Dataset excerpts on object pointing
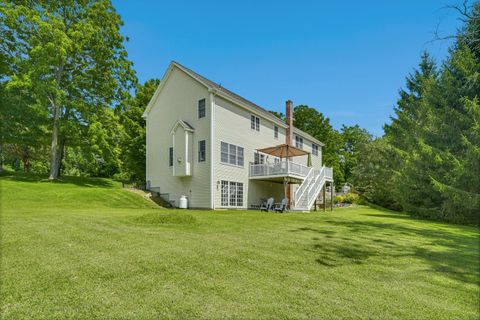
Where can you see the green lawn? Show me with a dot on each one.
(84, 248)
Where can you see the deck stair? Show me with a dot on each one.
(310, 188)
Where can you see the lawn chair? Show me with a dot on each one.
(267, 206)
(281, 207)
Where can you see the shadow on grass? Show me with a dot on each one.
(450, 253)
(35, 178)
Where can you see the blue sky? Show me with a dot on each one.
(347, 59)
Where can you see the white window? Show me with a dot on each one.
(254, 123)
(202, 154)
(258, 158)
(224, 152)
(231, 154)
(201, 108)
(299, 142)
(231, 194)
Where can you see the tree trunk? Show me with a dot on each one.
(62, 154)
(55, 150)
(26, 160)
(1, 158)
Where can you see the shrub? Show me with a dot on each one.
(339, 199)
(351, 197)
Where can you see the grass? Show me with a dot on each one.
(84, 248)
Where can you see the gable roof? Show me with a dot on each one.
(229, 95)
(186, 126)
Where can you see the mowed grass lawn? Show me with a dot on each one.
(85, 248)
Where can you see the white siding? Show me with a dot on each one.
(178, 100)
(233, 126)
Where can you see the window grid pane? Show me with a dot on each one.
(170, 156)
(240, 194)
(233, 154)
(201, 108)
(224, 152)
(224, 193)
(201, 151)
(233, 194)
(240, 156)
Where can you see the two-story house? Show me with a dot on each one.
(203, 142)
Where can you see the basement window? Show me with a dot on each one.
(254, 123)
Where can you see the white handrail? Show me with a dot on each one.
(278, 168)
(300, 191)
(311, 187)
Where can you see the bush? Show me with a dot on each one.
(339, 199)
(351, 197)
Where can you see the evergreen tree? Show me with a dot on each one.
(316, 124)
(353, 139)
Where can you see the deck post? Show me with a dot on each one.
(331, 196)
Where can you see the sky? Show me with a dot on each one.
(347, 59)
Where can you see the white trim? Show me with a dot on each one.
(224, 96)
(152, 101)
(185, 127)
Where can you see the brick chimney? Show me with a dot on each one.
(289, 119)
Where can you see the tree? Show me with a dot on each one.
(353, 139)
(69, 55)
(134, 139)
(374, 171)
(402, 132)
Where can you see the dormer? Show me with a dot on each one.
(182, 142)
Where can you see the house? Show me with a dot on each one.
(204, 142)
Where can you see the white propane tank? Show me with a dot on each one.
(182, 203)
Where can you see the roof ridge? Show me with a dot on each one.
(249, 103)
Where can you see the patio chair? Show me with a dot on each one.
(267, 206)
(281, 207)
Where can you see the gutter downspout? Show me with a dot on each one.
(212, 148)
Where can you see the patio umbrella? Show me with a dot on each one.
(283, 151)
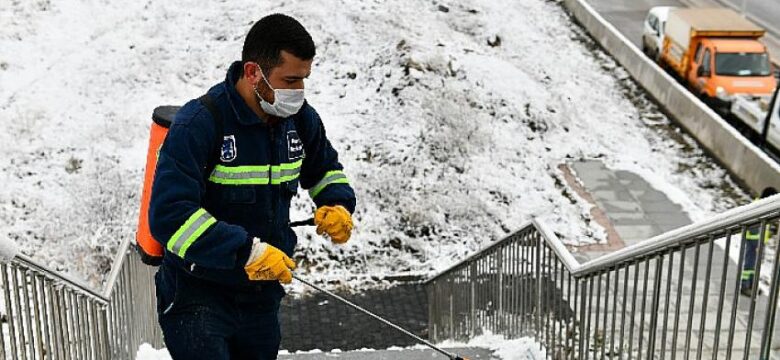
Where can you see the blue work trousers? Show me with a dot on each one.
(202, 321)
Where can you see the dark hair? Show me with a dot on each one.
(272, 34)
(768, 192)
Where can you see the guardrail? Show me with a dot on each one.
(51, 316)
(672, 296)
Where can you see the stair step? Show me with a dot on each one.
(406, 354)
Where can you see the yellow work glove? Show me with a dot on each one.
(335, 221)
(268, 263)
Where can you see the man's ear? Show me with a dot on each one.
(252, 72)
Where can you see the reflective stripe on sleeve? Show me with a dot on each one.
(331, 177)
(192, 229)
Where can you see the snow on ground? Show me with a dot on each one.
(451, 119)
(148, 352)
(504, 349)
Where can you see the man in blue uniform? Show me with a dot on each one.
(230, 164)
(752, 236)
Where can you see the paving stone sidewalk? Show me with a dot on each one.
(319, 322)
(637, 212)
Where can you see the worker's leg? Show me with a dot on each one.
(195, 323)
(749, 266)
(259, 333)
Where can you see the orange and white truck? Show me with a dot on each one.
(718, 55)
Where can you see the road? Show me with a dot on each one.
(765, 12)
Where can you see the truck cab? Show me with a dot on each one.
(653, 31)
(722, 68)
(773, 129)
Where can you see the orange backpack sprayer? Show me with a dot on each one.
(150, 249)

Requirements:
Copy out the lines above word for word, leaving out the pictures.

Task response:
Where can you see the green lawn? Show me with a dot on each one.
(84, 248)
Where can you see the deck stair? Show me with a dot on each one.
(310, 188)
Where can you see the lawn chair? Show me with a dot on each one.
(267, 206)
(281, 207)
Where can you see the shadow on grass? Show me with a dot on each one.
(450, 253)
(35, 178)
Where can you see the blue sky? Show me with a dot on each one.
(347, 59)
Where can you see the white window? Show me with a dot on each one.
(254, 123)
(202, 154)
(258, 158)
(224, 152)
(231, 154)
(201, 108)
(299, 142)
(231, 194)
Where can you see the tree trunk? Show me with a dot on each one.
(62, 154)
(55, 150)
(26, 160)
(1, 158)
Where can you see the shrub? Show me with a dot on each one.
(339, 199)
(351, 197)
Where can you see the grass? Show me with a dot on each one.
(84, 248)
Where can you see the gable roof? Show me with a dot on each one.
(229, 95)
(186, 126)
Where can you see the mowed grass lawn? Show me with a dot on each one.
(85, 248)
Where can you see the white siding? Show me with a dot on each one.
(178, 100)
(233, 126)
Where can you see the window grid pane? Show me with a dot on each one.
(170, 156)
(240, 194)
(233, 154)
(201, 108)
(224, 152)
(224, 193)
(201, 151)
(233, 194)
(240, 156)
Where can you see the two-story house? Show me with a dot on each one.
(203, 142)
Where can you see the basement window? Show me with a dot on each one.
(254, 123)
Where can you see the white handrail? Show me with a dot on each one.
(278, 168)
(300, 191)
(311, 187)
Where can you see the bush? Show me with a dot on each one.
(339, 199)
(351, 197)
Where can you see the evergreen tree? Show me with a dot on each one.
(316, 124)
(353, 139)
Where can you see the deck post? Show me with a dot on each one.
(331, 196)
Where can you see the sky? Show me with a dot on each one.
(347, 59)
Where can you see the white trim? Show me with a dot on each one.
(224, 96)
(152, 101)
(185, 127)
Where can you see the brick chimney? Show me with a dot on each one.
(289, 119)
Where can you see the tree? Show me with a dot on each one.
(353, 139)
(69, 55)
(134, 139)
(374, 171)
(402, 132)
Where can you see the dormer? Show me with a dot on each one.
(182, 142)
Where can you see the house? Show me with a dot on each one.
(204, 142)
Where can you see the white propane tank? Show me with a dot on each one.
(182, 203)
Where can you see the roof ridge? Show me with a dot on each one.
(249, 103)
Where can you see the patio chair? Show me with a dot on each one.
(267, 206)
(281, 207)
Where can you see the gutter downspout? Show me with a dot on each one.
(212, 148)
Where can you see the patio umbrella? Show me with a dot on each one.
(283, 151)
Where can you see the blue work trousers? Show me with a dot on each one.
(202, 321)
Where can you see the dark hair? Show me with a dot on each one.
(272, 34)
(768, 192)
Where can you see the guardrail? Show me with a dot on each one.
(51, 316)
(672, 296)
Where can you see the stair step? Show me with a dot on each one.
(406, 354)
Where can you see the yellow work glove? Show me with a dot on each one.
(335, 221)
(268, 263)
Where can you see the man's ear? Show me with a dot on each one.
(252, 72)
Where can you see the reflective stripe on sleeve? Show me with a dot on each one.
(331, 177)
(192, 229)
Where can you see the snow on ground? Show me with a dot on each one.
(451, 119)
(148, 352)
(504, 349)
Where can you see the man in blue uniform? Show me with a dot on each one.
(230, 164)
(752, 236)
Where can you see the paving stone sidewalk? Show me with a dot on each one.
(319, 322)
(637, 212)
Where can you see the worker's leg? Show me with a dot on each one.
(195, 323)
(749, 266)
(259, 333)
Where can you see the orange and white truck? Show me with a dot on each one.
(718, 55)
Where can you see the road? Show me with a dot on each one.
(765, 12)
Where can you see the truck cab? Show me with a dot on each one.
(653, 31)
(722, 68)
(773, 129)
Where can you see the orange backpack sprayer? Show me with a dot on each one.
(150, 249)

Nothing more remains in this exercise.